▸ Records:

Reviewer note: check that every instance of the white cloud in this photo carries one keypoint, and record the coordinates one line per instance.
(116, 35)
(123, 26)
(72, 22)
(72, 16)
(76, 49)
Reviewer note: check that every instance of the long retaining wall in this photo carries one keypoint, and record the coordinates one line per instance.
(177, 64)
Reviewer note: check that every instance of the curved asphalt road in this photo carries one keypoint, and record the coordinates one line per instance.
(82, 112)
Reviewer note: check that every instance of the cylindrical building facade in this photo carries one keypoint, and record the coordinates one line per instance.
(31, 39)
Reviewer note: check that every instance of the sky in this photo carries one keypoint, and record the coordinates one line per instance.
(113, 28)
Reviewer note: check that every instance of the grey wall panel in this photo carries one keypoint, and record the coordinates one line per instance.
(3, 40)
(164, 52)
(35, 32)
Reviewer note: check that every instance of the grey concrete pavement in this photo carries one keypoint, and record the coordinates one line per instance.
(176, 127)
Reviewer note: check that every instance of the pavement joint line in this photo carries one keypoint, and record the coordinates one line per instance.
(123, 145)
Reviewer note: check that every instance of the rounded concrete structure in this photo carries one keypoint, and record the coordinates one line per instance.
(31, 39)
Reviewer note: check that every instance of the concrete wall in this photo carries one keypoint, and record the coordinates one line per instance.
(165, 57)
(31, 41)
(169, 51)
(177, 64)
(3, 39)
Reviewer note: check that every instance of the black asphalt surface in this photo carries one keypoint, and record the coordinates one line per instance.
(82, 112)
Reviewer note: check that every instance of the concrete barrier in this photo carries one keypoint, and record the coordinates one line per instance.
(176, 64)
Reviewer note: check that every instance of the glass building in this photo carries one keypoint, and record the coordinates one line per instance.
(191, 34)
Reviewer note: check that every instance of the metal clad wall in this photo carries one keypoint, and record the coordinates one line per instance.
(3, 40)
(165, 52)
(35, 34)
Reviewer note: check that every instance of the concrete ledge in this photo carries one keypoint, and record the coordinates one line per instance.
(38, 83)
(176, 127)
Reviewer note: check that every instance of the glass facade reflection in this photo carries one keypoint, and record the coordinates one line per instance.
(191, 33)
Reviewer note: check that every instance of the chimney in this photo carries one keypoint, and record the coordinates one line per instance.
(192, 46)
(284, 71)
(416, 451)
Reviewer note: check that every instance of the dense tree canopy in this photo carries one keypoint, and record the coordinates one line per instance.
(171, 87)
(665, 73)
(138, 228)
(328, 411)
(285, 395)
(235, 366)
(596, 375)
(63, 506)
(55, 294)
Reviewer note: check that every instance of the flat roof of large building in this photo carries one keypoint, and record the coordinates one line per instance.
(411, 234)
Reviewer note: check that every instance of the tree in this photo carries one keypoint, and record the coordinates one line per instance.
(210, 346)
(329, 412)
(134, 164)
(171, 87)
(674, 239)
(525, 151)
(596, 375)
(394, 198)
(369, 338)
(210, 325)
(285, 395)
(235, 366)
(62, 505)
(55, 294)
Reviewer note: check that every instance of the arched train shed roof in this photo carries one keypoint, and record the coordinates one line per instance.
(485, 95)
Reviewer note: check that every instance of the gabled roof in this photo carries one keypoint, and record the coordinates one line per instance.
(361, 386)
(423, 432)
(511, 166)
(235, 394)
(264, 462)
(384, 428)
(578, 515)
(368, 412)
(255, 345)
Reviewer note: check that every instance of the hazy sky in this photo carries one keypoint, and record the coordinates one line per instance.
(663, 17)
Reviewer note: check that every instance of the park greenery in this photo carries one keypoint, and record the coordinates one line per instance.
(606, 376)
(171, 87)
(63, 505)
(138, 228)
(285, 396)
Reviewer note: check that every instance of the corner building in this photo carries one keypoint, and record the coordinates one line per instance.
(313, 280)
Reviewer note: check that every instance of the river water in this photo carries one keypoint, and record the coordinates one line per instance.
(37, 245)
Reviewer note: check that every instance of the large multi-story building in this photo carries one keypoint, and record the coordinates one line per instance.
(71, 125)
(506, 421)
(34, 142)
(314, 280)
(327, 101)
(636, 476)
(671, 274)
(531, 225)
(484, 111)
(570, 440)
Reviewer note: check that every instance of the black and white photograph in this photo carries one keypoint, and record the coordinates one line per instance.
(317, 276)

▸ Task goal:
The whole listing above is to be copied exactly.

▸ Response to this task:
Reviewer note: check that every instance of the white cloud in this photo carries one keypoint, and record the coordinates one line per instance.
(116, 35)
(123, 26)
(72, 22)
(72, 16)
(76, 49)
Reviewer note: check that every instance of the long retaining wall in this photo carries one keypoint, and record the coordinates one line per instance.
(177, 64)
Reviewer note: check that every instance of the curved asphalt road in this photo carries one keypoint, and record the coordinates one line per instance.
(82, 112)
Reviewer note: check that every instance of the cylindrical building facade in this photo carries one keypoint, and record the coordinates one line per instance.
(31, 39)
Reviewer note: check that every instance of the sky in this photo carries one keypoint, and record the coordinates one line per instance.
(113, 28)
Reviewer note: check that every instance of the grey wall panel in this photo carries one keypoint, and record the coordinates one line per instance.
(3, 40)
(164, 52)
(35, 32)
Reviewer note: check that every instance of the grey concrete pavement in this photo carries one keypoint, and record the coordinates one line per instance.
(176, 127)
Reviewer note: check that every instance of the pavement joint line in this photo carries one keypoint, and record the coordinates one line per instance.
(123, 145)
Reviewer note: check that every instance of the rounded concrete structure in this photo carries one keypoint, and record the coordinates one line per instance.
(31, 39)
Reviewer note: check that every instance of the concrete wall in this photo carries one keypoint, and record the coordinates one line per instance.
(165, 57)
(31, 41)
(169, 51)
(177, 64)
(3, 39)
Reviewer note: check that every instance of the black asphalt surface in this photo carries one keypoint, and record the coordinates one line per instance.
(82, 112)
Reviewer note: check that every instance of the concrete barrier in this photo carries one keypoint, and record the coordinates one line per instance.
(176, 64)
Reviewer note: check that every instance of the glass building in this photo carries one keypoint, and record the coordinates one line per instance.
(191, 34)
Reviewer note: check that every instance of the metal clad wall in this photo carries one keypoint, and record the coordinates one line per instance.
(3, 40)
(165, 52)
(35, 34)
Reviewer note: check that every instance of the concrete ledge in this photo carries one keypoint, and record the coordinates one line per instance.
(38, 83)
(176, 127)
Reviewer note: check that every instance of the glass facade reflection in this photo carries one keypoint, and record the coordinates one line per instance.
(191, 33)
Reviewer note: check that every instance of the chimney in this photo carries one keypoint, and record the coordinates one line per instance.
(192, 46)
(284, 71)
(416, 451)
Reviewer note: check that every instance of the dense tree canopy in this photo carries one keypoint, and record the coordinates one line per instance.
(171, 87)
(665, 73)
(138, 228)
(328, 411)
(285, 395)
(235, 366)
(596, 375)
(63, 506)
(55, 294)
Reviewer note: check that every instance of the flat roof of large building in this photo carries one keypoint, and record the coordinates one line per instance.
(411, 234)
Reviewer note: check that every instance of the tree in this photo carries one keypoint, and record the coordinates one line per instance.
(210, 346)
(329, 412)
(134, 164)
(171, 87)
(674, 239)
(525, 151)
(596, 375)
(394, 198)
(369, 338)
(210, 325)
(285, 395)
(235, 366)
(62, 505)
(55, 294)
Reviewer note: check that every instance of the arched train shed roof in this photo carries one keypoint, and record the coordinates one line per instance.
(485, 95)
Reviewer note: check that every instance of the gabled roof in this photo carries one keypoint, and record the coordinates one line per instance.
(361, 386)
(423, 432)
(511, 166)
(235, 394)
(264, 462)
(384, 428)
(578, 515)
(368, 412)
(255, 345)
Reviewer note: check that every instance of the hazy sky in this photo carries one keypoint, and record the coordinates one line per instance.
(663, 17)
Reviewer note: check that every instance of the park greenery in this photo carries one keypoint, and record the coordinates one line per instance.
(606, 376)
(171, 87)
(63, 505)
(138, 228)
(285, 396)
Reviewer note: check that every instance of the corner building in this photo carries one keypoint, and record the coordinates one line per instance.
(313, 280)
Reviewer note: check that every instance of the river water in this photo carries one keypoint, and record the coordinates one line per instance.
(37, 245)
Reviewer note: check that every instance of the large multi-story building in this photo carries one keypoint, and record the coordinates one line per instance.
(71, 125)
(506, 421)
(34, 142)
(314, 280)
(327, 101)
(636, 476)
(671, 274)
(531, 225)
(484, 111)
(570, 440)
Reviewer note: check that every instance of the black and white photograph in this photo carries one keypoint, and record the coordinates one line per instance.
(317, 276)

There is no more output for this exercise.